### Exercise 1
Answer these questions using the Pune essay below, one line each:
(a) Which two neighborhoods have streets lined with restaurants, cafés and bars?
(b) What did going out mean when the writer was growing up?
(c) To which area were restaurants and bars largely confined?
### Exercise 2
Please render this sentence from the Pune essay below into Spanish: "Old Pune seemed to have embraced a much more modern tone."
### Exercise 3
Carry on the Pune essay below, picking up after its final sentence.

### Passage
- Opening Delimiter -
Pune: ambling slowly towards metro-hood
Like thousands of young professionals in metros, the covid-19 lockdown sent me scurrying back to my hometown. I had resigned myself to a lifetime of paying (ever-increasing) rents in Mumbai but here was some unexpected relief. As Pune was gradually “unlocked”, I got the chance to rediscover a place I had not lived in since my college days. Old drab neighbourhoods seemed to have come alive. The restaurants, cafés and bars that lined the streets of Kothrud and Erandwane seemed to match their south Bombay counterparts. Old Pune seemed to have embraced a much more modern tone.
Growing up, going out meant going to the local Udupi restaurant. The first Café Coffee Day branch opened around the time I was in class XI and gathered lines of college kids in the initial days. Restaurants and bars, however, were largely confined to tony areas like Koregaon Park, far from my house. Parental guilt about spending kept me well away from watering holes, as did the absence of a dating life. Pune seemed small, boring, a city I couldn’t wait to get out of. Little did I imagine I would be longing to return 10 years later—and the transformation that would await me.
- Closing Delimiter -
### The data
- Opening Delimiter -
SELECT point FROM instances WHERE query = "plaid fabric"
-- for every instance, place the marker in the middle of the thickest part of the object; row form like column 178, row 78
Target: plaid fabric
- Closing Delimiter -
### Answer space 1
(a) Kothrud and Erandwane
(b) Going to the local Udupi restaurant
(c) Koregaon Park

### Answer space 2
El viejo Pune parecía haber adoptado un tono mucho más moderno.

### Answer space 3
“A lot of the restaurants and cafés that were earlier confined to particular localities like Koregaon Park have spread out across the city, including residential neighbourhoods. That’s a welcome change. Pune is quite cosmopolitan that way. You will find restaurants serving, say, meat and fish, in fairly orthodox neighbourhoods and doing great business there,” explains Gouri Dange, a writer and food columnist based in Pune. “The things that set Pune apart—its weather and low crime—have been there for a long time. What’s new is a spreading out of commerce, driven by yet more educational institutions and IT companies coming up,” she adds.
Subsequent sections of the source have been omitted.